■ INSTRUCTION
Turn each item below into a row of a Markdown table with the columns No. and Line. Number the rows in order and skip any blank lines.

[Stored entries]
-- -- --

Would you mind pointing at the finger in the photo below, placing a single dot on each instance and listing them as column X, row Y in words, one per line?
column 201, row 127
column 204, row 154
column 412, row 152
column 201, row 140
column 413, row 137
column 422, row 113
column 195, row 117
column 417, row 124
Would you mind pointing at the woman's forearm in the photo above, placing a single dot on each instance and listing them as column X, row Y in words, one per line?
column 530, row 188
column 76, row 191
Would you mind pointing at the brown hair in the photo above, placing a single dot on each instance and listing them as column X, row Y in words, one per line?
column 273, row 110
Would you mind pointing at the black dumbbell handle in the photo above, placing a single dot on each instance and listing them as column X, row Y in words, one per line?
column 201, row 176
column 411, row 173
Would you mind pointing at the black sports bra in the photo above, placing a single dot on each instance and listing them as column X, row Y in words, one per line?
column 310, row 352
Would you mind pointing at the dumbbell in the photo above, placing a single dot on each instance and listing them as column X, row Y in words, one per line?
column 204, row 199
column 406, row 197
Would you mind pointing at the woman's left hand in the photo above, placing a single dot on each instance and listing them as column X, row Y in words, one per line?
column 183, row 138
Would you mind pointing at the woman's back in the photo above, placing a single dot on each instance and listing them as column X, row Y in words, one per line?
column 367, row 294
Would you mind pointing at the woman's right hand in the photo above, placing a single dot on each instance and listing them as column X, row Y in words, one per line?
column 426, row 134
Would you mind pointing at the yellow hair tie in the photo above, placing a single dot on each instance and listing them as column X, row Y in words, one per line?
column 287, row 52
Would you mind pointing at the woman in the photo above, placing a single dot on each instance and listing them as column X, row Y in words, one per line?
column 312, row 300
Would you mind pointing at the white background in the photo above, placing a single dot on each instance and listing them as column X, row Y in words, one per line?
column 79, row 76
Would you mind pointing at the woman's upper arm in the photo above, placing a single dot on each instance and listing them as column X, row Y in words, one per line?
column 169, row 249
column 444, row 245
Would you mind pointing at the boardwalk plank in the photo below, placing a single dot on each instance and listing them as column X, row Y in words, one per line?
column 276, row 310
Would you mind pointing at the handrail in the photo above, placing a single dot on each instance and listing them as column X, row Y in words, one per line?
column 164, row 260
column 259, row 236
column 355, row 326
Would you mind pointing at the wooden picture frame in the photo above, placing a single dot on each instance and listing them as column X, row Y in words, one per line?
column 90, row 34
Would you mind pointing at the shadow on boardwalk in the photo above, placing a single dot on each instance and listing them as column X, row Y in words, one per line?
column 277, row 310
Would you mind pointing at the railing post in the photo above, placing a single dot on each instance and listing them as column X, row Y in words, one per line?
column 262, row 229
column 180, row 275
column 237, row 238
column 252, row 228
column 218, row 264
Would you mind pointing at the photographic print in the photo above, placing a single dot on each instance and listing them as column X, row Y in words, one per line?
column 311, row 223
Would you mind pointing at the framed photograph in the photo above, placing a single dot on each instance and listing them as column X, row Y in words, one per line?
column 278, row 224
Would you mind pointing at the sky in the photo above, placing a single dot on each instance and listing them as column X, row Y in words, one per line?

-- -- --

■ ANSWER TO THIS PROBLEM
| No. | Line |
|---|---|
| 1 | Would you mind pointing at the finger in the photo below, placing a single dot on each instance and listing them as column X, row Y in words, one per line? |
| 2 | column 201, row 127 |
| 3 | column 204, row 154 |
| 4 | column 412, row 152 |
| 5 | column 201, row 140 |
| 6 | column 413, row 137 |
| 7 | column 422, row 113 |
| 8 | column 195, row 117 |
| 9 | column 417, row 124 |
| 10 | Would you mind pointing at the woman's forearm in the photo above, placing a single dot on each instance and listing them as column X, row Y in words, one per line? |
| 11 | column 530, row 188 |
| 12 | column 76, row 191 |
| 13 | Would you mind pointing at the brown hair in the photo above, placing a single dot on each instance and listing them as column X, row Y in words, one per line? |
| 14 | column 273, row 110 |
| 15 | Would you mind pointing at the black dumbbell handle in the photo above, placing a single dot on each instance and listing them as column X, row Y in words, one per line? |
| 16 | column 201, row 176 |
| 17 | column 411, row 173 |
| 18 | Would you mind pointing at the black sports bra in the photo above, placing a single dot on each instance and listing them as column X, row Y in words, one per line? |
| 19 | column 310, row 352 |
| 20 | Would you mind pointing at the dumbbell in the photo above, placing a single dot on each instance and listing them as column X, row Y in words, one per line? |
| 21 | column 204, row 199 |
| 22 | column 406, row 197 |
| 23 | Would you mind pointing at the woman's left hand in the photo above, placing a single dot on each instance and listing them as column X, row Y in words, one per line? |
| 24 | column 183, row 138 |
| 25 | Would you mind pointing at the woman's back in the photo above, placing a single dot on each instance and listing them as column X, row Y in words, one per line? |
| 26 | column 367, row 294 |
| 27 | Would you mind pointing at the woman's right hand in the photo above, placing a single dot on each instance and listing them as column X, row Y in words, one per line? |
| 28 | column 426, row 134 |
| 29 | Would you mind pointing at the yellow hair tie in the photo above, placing a single dot on each instance and listing them as column X, row Y in words, one per line? |
| 30 | column 287, row 52 |
| 31 | Would you mind pointing at the woman in the photo above, placing a single dot on each instance and listing them as column X, row Y in words, one per line? |
| 32 | column 312, row 300 |
| 33 | Would you mind pointing at the white background in the photo above, placing a single dot on each instance and listing them as column X, row Y in words, one per line? |
| 34 | column 79, row 76 |
| 35 | Would you mind pointing at the woman's upper arm in the photo above, placing a single dot on each instance and listing them as column X, row Y in words, one per line? |
| 36 | column 169, row 249 |
| 37 | column 444, row 245 |
| 38 | Would you mind pointing at the boardwalk plank in the photo below, placing a single dot on each instance and listing them as column X, row Y in words, one per line? |
| 39 | column 276, row 310 |
| 40 | Would you mind pointing at the handrail in the photo above, placing a single dot on each instance and listing them as column X, row Y in words, one per line? |
| 41 | column 164, row 260 |
| 42 | column 259, row 236 |
| 43 | column 355, row 326 |
| 44 | Would you mind pointing at the wooden picture frame in the photo above, placing a single dot on each instance and listing them as column X, row Y in words, one per line? |
| 45 | column 90, row 34 |
| 46 | Would you mind pointing at the shadow on boardwalk in the photo above, placing a single dot on each instance and listing them as column X, row Y in words, one per line? |
| 47 | column 277, row 310 |
| 48 | Would you mind pointing at the railing post in the photo above, placing a single dot on each instance and listing them as column X, row Y in words, one per line? |
| 49 | column 262, row 229 |
| 50 | column 180, row 275 |
| 51 | column 237, row 238 |
| 52 | column 252, row 228 |
| 53 | column 218, row 264 |
| 54 | Would you mind pointing at the photographic print in the photo above, placing a single dot on each instance and listing them as column X, row Y in words, one per line? |
| 55 | column 311, row 223 |
| 56 | Would you mind pointing at the framed photograph in the photo above, placing a single dot on each instance and listing them as column X, row Y in words, one per line? |
| 57 | column 278, row 224 |
| 58 | Would you mind pointing at the sky in the photo above, placing a single dot on each instance and listing them as column X, row Y in words, one per line? |